**EXERCISE REQUIREMENTS**.
Extract the lines running from the line containing "point_to MUST return one point per instance of the metal railing" through the end of the entries, and repeat them exactly, keeping both ends.

**MATERIAL SHOWN**.
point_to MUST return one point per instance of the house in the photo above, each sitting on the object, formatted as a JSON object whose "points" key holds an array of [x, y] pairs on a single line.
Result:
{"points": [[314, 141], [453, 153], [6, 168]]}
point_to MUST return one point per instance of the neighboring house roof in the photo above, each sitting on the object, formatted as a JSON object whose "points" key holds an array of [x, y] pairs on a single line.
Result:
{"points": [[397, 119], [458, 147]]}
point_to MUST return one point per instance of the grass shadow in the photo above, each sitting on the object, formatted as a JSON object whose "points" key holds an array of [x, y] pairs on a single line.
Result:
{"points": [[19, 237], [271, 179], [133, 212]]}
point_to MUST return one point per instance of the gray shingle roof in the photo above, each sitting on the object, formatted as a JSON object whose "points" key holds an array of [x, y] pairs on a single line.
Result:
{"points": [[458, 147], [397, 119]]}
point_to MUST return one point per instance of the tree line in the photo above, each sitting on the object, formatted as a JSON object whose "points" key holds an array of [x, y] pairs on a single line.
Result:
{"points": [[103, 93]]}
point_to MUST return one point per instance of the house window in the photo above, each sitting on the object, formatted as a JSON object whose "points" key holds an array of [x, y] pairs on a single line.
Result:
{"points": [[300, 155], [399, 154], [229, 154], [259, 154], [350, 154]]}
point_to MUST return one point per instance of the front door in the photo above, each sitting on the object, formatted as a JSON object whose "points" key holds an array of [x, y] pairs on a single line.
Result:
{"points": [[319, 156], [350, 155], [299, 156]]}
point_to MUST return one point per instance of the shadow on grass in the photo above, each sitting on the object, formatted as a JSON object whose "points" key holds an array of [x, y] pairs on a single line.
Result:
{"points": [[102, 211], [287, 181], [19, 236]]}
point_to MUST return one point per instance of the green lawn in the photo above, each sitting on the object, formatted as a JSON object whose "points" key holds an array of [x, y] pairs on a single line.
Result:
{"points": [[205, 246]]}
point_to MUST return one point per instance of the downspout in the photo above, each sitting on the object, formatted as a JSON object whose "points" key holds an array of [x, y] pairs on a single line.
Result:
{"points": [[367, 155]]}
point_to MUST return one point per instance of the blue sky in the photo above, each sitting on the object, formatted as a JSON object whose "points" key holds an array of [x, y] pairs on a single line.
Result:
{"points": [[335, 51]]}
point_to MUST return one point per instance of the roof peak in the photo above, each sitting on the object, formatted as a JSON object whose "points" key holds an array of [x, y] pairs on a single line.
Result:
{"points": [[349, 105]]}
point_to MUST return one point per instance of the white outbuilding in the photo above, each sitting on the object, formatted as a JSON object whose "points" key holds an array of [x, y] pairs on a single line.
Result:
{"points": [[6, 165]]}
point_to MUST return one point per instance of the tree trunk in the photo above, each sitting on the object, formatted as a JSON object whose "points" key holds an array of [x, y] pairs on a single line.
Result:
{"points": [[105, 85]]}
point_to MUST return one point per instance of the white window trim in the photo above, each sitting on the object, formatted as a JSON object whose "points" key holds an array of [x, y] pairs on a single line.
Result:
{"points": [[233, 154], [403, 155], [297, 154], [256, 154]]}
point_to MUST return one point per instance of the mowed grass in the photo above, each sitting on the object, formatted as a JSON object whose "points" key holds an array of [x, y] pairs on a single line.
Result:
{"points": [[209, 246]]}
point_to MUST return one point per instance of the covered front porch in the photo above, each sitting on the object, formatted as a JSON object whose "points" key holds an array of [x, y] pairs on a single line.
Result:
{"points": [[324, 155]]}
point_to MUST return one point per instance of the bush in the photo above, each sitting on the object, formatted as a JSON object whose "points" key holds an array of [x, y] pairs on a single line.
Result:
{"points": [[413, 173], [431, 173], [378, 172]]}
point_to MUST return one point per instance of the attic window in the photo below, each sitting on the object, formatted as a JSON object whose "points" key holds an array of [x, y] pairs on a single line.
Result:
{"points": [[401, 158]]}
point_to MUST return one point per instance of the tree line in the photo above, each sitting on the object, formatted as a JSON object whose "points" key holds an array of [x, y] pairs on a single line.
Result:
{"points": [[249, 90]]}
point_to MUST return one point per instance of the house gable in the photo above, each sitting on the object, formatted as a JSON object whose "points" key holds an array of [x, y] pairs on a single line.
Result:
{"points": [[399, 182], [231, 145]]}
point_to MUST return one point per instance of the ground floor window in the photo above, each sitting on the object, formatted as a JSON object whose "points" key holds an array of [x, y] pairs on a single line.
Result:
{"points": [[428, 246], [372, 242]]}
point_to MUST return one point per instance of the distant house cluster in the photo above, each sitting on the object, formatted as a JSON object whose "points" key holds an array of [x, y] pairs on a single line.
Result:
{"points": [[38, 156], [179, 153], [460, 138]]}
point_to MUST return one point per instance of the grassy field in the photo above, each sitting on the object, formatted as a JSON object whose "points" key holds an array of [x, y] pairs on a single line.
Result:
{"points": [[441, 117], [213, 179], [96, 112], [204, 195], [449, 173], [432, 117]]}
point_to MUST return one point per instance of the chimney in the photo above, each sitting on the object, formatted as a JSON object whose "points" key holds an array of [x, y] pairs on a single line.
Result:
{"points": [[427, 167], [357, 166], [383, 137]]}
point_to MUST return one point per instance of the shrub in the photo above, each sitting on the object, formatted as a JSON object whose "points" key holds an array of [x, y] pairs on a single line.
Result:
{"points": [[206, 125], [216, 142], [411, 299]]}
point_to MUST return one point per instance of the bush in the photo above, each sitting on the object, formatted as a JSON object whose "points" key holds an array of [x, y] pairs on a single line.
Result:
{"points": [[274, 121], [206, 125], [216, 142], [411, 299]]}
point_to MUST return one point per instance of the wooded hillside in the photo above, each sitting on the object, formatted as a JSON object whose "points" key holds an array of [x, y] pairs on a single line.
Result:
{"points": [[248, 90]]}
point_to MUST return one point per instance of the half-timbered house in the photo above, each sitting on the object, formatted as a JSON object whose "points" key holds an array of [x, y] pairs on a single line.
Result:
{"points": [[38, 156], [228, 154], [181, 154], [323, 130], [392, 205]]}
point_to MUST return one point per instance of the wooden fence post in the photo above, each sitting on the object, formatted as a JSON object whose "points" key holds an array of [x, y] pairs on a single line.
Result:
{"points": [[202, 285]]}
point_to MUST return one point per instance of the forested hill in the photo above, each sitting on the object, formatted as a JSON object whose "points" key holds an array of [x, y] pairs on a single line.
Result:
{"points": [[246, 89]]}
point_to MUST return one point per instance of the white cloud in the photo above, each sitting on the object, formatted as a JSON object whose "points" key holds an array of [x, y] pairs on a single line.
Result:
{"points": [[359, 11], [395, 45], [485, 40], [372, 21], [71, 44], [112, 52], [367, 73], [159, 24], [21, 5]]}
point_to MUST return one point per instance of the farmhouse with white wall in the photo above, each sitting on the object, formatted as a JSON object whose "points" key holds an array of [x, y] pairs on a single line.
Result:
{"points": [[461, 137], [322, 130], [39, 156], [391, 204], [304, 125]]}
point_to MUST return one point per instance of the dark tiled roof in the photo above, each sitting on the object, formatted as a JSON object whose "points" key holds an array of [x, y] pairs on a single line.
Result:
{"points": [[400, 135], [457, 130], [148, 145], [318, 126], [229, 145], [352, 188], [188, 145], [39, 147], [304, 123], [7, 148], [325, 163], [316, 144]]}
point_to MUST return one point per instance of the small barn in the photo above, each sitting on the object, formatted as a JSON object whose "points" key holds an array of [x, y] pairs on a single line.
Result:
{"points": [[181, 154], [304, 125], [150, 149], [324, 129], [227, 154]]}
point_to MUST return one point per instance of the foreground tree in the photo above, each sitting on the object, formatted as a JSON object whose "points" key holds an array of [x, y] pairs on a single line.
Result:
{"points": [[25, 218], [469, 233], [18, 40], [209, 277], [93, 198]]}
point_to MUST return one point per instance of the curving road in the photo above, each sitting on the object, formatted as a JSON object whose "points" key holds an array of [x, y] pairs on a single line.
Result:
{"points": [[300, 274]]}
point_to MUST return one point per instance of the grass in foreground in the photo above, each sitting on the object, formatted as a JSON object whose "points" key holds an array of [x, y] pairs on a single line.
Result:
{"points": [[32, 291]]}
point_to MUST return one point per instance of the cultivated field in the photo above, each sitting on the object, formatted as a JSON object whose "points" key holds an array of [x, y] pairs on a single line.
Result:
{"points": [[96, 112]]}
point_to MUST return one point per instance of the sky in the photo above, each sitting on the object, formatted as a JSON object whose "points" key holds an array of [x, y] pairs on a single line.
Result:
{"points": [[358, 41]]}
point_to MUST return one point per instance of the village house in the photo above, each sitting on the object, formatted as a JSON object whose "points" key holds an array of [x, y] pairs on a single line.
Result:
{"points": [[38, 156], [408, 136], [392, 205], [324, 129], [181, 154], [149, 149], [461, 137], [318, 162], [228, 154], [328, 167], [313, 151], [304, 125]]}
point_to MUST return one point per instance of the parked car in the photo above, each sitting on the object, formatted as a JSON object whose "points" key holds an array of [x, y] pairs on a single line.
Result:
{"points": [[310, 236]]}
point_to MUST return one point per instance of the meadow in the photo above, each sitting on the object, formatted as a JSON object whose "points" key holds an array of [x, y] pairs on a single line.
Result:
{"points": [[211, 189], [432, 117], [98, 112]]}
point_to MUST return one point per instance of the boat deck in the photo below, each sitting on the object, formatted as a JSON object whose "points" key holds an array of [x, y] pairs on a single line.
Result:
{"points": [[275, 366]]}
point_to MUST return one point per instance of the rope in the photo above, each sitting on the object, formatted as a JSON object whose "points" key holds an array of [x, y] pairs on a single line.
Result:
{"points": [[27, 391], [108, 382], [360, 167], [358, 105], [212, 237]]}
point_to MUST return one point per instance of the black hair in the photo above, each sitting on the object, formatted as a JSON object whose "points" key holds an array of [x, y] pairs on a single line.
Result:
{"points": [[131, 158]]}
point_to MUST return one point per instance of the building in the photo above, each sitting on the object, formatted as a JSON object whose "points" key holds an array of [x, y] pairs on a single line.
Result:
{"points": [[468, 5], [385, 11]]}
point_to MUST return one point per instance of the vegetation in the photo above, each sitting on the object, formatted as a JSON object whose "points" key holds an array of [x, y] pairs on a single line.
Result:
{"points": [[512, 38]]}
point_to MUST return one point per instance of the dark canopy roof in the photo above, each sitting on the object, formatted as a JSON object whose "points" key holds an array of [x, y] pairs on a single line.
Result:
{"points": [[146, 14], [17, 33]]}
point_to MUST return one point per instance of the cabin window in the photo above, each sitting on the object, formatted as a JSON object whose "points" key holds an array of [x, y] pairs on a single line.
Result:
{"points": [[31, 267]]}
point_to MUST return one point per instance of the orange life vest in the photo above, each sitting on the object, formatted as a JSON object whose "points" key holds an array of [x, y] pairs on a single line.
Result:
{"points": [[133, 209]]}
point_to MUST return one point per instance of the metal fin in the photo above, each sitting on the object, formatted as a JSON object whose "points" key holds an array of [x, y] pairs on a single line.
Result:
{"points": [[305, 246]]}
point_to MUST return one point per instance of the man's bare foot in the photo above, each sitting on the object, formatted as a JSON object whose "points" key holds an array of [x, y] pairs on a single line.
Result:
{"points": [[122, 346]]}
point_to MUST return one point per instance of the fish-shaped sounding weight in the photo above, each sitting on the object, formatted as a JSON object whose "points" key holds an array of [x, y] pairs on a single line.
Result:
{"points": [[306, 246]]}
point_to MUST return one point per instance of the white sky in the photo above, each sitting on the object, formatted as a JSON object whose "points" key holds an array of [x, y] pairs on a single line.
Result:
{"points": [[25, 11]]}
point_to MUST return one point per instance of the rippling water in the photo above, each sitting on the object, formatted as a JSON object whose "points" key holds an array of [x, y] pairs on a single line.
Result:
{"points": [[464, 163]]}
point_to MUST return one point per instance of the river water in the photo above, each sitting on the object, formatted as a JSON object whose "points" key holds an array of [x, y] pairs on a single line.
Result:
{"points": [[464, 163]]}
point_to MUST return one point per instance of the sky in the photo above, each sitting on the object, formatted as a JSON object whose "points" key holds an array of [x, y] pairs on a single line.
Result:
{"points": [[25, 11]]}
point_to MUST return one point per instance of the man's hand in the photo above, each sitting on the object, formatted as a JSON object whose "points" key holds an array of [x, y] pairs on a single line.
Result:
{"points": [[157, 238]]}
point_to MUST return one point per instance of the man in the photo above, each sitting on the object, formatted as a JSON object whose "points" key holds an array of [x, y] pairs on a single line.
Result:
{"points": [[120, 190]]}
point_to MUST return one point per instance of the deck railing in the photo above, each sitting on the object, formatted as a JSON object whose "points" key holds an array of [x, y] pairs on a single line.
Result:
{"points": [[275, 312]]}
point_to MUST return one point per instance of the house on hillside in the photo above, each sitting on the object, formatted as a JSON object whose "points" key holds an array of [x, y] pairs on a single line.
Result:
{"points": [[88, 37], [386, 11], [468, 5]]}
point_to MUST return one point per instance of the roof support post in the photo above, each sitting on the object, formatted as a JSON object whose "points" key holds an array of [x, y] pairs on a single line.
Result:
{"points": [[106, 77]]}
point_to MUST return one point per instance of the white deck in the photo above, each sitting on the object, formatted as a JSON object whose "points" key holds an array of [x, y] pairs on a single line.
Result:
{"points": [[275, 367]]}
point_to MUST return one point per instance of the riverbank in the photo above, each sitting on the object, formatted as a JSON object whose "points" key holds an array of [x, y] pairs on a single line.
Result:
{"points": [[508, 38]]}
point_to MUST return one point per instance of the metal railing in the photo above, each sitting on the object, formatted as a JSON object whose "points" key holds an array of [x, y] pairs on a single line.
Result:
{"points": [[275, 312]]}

**FINISHED TASK**.
point_to MUST return one point per instance of the metal railing in the photo above, each sitting on the object, formatted as a JSON object whose "points" key holds an array of [x, y] pairs on a single line.
Result:
{"points": [[275, 312]]}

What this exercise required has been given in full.